**SOURCE DATA:**
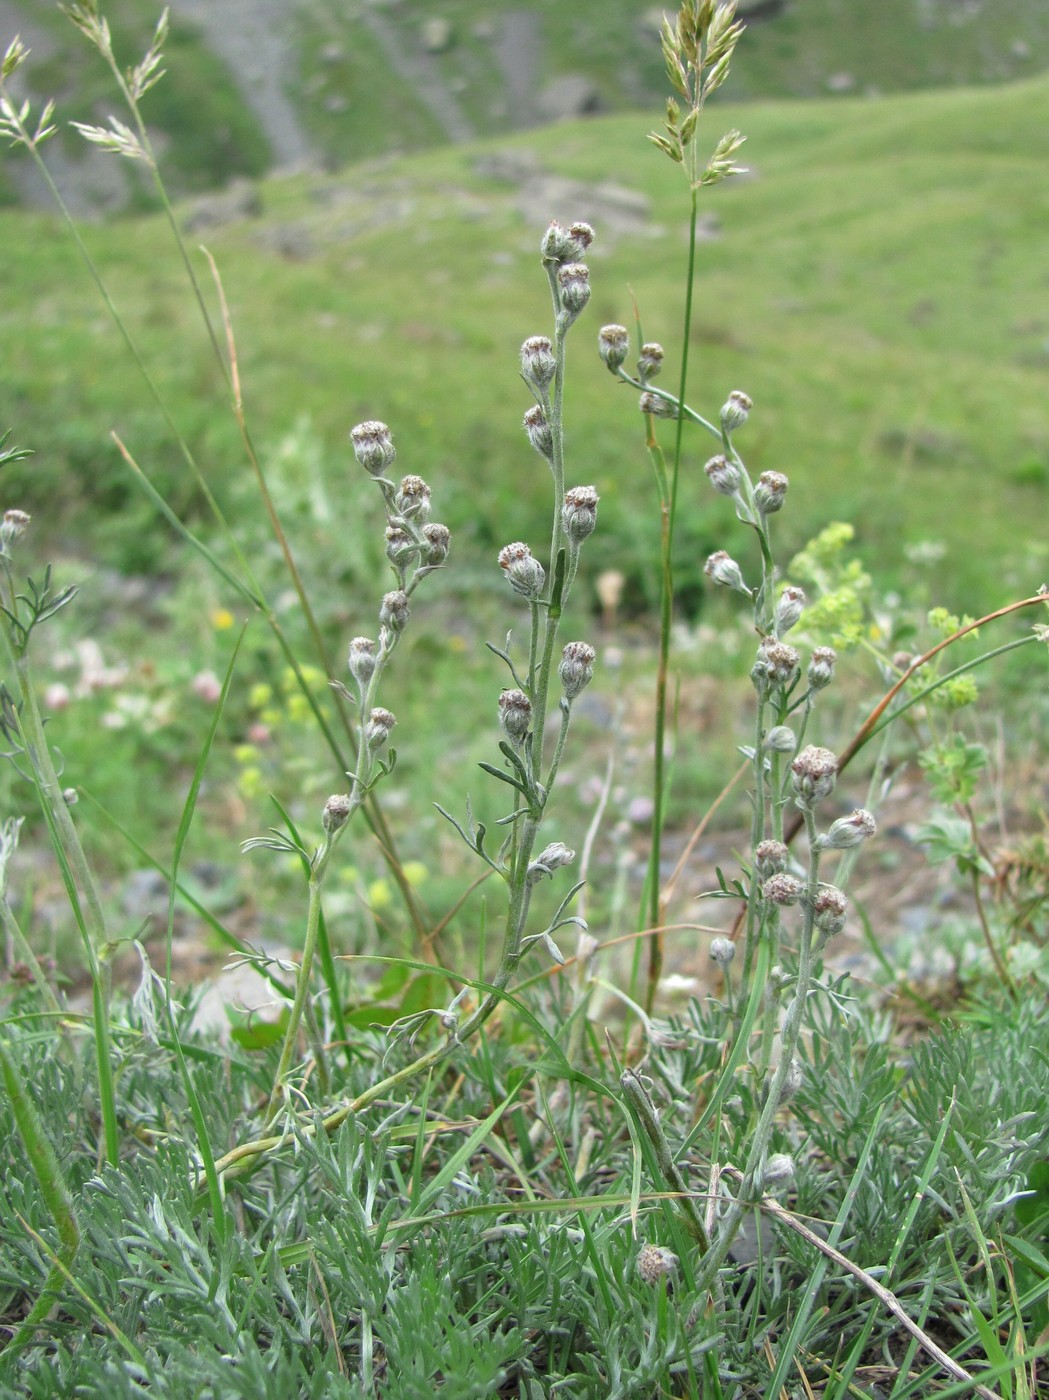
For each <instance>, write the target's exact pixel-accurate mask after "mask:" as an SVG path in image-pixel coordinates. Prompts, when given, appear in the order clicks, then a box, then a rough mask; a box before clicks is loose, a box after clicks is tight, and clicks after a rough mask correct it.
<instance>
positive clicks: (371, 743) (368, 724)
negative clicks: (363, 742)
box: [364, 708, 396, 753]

**PROBLEM STATEMENT:** Set down only these lines, exactly: the line containing "positive clicks: (371, 743) (368, 724)" and each line after it, through the end of the listing.

**OUTPUT OF THE EXERCISE:**
positive clicks: (371, 743) (368, 724)
negative clicks: (363, 742)
box: [364, 708, 396, 753]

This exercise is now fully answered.